## START

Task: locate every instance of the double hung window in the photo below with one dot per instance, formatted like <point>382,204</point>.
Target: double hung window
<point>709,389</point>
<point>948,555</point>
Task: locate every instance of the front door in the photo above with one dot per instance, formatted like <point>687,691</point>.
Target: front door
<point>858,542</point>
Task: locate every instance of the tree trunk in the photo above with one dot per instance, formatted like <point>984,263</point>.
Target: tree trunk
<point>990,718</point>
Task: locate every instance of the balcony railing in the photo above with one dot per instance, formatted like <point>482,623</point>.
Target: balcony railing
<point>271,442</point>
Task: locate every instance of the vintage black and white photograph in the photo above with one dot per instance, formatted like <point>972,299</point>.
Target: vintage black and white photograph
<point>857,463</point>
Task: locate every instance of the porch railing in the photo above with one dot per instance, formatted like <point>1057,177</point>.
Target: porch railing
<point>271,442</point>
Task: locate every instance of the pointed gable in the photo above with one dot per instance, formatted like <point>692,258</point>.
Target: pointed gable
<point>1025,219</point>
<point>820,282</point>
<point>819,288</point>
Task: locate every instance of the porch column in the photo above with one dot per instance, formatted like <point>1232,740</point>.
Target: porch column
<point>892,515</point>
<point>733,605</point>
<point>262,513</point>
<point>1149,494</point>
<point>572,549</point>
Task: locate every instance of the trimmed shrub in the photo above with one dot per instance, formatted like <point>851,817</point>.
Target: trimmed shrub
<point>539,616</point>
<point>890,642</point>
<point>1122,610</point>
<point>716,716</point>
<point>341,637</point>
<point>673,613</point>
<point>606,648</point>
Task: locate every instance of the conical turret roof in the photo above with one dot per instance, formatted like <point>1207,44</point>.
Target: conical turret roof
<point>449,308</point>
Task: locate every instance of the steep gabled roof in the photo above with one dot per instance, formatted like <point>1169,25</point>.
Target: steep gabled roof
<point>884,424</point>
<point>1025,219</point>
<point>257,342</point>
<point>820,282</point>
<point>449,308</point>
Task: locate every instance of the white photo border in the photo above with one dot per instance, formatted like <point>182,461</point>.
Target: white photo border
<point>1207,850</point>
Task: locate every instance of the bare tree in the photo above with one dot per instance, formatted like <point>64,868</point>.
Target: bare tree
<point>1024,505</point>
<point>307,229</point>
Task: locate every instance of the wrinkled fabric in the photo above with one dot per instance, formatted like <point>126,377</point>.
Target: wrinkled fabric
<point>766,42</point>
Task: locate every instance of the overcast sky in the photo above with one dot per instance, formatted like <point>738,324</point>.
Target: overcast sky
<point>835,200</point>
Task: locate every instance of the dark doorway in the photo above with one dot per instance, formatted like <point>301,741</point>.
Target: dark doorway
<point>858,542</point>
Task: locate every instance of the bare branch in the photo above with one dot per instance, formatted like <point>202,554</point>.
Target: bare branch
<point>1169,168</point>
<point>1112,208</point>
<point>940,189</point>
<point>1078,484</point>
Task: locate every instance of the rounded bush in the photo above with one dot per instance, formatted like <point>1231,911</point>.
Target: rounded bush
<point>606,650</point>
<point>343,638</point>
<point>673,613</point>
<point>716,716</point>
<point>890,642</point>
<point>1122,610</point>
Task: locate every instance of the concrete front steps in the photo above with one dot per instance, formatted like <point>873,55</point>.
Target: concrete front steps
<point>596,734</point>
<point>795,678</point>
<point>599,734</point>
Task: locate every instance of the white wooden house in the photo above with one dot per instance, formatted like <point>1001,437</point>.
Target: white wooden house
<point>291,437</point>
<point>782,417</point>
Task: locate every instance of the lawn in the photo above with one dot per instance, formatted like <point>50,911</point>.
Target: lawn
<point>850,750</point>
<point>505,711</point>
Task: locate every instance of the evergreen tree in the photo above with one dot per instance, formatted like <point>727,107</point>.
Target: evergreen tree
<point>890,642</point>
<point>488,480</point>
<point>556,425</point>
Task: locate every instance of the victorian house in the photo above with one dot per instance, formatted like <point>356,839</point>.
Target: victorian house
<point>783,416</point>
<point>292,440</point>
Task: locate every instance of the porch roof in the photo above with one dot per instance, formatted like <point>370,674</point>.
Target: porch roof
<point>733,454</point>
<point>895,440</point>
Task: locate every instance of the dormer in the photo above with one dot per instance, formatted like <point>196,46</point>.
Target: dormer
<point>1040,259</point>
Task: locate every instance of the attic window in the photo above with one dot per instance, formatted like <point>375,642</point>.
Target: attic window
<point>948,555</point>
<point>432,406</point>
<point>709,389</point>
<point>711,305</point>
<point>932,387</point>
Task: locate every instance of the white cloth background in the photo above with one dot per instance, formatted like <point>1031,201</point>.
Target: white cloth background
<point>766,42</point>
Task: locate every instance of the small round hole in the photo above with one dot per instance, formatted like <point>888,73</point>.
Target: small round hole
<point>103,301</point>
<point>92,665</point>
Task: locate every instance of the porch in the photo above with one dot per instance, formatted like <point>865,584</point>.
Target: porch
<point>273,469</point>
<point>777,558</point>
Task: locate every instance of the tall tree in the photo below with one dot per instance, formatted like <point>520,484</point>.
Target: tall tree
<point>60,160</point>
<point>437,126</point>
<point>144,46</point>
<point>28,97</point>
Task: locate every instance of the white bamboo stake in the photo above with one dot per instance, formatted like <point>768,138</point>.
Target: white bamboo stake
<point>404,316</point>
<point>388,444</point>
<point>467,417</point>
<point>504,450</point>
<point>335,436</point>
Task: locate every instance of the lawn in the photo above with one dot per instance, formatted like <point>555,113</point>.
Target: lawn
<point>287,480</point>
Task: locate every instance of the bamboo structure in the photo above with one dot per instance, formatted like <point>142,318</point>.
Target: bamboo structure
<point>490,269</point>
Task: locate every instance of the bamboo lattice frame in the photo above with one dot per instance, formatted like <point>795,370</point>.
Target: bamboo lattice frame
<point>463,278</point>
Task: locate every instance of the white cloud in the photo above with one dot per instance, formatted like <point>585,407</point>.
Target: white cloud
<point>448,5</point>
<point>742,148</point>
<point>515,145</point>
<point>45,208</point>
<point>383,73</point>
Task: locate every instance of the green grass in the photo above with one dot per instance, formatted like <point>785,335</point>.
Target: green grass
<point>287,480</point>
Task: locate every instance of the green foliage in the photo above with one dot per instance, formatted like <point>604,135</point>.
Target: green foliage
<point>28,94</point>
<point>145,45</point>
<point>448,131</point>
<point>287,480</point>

## END

> EXERCISE BRIEF
Rescale the entries from the first line through the line that contains "<point>990,718</point>", including that line, and write every line out again, requests included. Multiply each point coordinate in the answers by 2.25 and round to whole numbers, halves up; leave the numbers in the requests and their format samples as they are.

> WRITTEN ANSWER
Task: locate every instance of the double hung window in the photo below with one dot per instance, formatted like <point>382,204</point>.
Target: double hung window
<point>1595,875</point>
<point>2133,1249</point>
Task: locate every instance of the front door in the photo above with one dot per instance, formatted like <point>687,691</point>.
Target: front door
<point>1931,1220</point>
Task: locate every instance of the tree trunk in the photo above with one dot per instance, formatted like <point>984,263</point>.
Target: tree trunk
<point>2228,1616</point>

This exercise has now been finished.